[A run of records]
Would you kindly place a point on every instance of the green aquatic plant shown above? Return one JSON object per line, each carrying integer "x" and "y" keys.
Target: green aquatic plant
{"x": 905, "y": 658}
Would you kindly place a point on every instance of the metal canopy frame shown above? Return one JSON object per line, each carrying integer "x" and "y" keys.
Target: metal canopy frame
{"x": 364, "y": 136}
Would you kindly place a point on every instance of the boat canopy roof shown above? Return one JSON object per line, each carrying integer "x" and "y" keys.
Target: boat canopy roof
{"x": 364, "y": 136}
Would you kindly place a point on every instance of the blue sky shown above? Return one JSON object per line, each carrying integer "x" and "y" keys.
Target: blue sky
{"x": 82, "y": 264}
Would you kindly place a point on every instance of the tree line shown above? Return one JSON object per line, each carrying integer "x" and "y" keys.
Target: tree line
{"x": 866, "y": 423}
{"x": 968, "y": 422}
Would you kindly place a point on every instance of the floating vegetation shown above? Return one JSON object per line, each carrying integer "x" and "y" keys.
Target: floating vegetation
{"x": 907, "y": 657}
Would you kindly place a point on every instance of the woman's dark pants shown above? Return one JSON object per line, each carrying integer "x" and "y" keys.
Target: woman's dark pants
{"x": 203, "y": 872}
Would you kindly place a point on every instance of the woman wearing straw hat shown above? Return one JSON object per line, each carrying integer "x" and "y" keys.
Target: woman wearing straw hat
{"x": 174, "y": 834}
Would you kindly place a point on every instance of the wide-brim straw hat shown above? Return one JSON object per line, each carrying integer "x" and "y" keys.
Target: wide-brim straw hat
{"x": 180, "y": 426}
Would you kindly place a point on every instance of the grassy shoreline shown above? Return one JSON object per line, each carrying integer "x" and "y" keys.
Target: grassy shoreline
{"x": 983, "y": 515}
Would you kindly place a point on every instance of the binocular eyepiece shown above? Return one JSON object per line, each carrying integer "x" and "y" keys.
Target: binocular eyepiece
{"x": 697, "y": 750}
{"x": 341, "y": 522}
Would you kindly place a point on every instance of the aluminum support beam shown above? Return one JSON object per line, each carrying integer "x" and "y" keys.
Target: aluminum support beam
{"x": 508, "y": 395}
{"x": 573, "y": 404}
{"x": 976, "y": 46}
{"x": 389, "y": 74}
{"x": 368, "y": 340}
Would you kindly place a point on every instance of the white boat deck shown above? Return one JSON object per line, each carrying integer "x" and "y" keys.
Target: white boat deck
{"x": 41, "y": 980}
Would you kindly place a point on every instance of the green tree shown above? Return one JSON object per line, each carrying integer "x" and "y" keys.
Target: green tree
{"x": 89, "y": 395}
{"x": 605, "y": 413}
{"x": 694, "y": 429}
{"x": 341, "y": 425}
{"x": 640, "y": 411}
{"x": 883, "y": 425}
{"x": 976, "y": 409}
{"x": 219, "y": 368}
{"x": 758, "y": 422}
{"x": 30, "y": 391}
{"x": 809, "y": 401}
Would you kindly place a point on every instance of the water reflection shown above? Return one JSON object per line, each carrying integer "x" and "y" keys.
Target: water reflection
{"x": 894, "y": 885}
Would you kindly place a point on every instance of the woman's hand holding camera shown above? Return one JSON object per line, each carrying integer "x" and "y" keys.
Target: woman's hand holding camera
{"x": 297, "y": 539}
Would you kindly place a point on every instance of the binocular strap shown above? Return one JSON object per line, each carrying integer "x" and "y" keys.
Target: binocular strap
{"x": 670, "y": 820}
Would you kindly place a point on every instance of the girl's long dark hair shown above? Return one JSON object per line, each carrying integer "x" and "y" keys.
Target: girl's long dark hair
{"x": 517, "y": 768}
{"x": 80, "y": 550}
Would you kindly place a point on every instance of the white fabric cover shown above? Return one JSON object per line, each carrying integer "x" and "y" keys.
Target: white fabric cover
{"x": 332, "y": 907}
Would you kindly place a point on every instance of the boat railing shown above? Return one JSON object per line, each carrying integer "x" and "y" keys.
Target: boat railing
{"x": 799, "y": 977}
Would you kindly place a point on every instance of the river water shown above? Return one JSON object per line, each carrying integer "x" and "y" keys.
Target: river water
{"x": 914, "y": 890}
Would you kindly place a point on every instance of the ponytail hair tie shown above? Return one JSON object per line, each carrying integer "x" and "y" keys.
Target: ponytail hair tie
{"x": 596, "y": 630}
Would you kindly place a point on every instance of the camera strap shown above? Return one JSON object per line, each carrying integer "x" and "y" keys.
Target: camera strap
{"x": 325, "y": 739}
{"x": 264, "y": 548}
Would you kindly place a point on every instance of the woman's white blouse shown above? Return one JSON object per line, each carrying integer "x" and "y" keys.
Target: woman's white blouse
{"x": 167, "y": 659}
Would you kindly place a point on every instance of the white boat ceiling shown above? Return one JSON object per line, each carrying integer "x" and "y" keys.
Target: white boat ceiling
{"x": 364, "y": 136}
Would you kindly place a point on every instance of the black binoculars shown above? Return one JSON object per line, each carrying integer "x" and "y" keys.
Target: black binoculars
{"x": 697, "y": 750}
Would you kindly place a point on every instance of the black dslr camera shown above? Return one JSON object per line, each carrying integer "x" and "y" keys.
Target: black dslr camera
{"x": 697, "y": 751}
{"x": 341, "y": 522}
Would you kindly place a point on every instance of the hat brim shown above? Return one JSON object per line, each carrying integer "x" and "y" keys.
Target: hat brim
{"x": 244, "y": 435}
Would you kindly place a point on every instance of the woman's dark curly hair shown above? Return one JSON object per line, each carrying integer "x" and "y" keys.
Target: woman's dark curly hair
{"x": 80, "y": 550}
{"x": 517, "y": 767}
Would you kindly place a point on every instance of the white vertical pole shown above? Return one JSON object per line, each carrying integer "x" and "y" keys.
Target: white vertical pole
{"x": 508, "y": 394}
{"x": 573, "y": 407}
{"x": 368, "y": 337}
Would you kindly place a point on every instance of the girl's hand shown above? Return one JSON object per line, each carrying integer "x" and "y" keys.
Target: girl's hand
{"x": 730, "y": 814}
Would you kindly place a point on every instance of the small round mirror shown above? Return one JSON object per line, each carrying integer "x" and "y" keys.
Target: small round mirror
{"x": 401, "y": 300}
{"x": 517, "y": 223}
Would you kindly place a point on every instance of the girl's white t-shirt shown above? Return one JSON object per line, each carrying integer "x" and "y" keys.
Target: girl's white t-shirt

• **What you are asked to do**:
Transcribe exactly, and only, the lines from the one bearing "the girl's hand" through the last line of the entries, counting both.

• **Answer to this exercise**:
Would you kindly place a point on every instance of the girl's hand shown above? Return one JSON object per line, each carrying integer "x" and "y" keys.
Target: girl's hand
{"x": 730, "y": 814}
Would you kindly place a point on every instance of the small round mirror shown above? Return one JSON object per line, each carrying integer "x" and "y" keys.
Target: small round mirror
{"x": 401, "y": 300}
{"x": 517, "y": 223}
Would you kindly place a point on every instance of the girl's white t-shirt shown above? Return one JSON object per line, each carrying integer "x" and "y" keys.
Target: girl's white t-shirt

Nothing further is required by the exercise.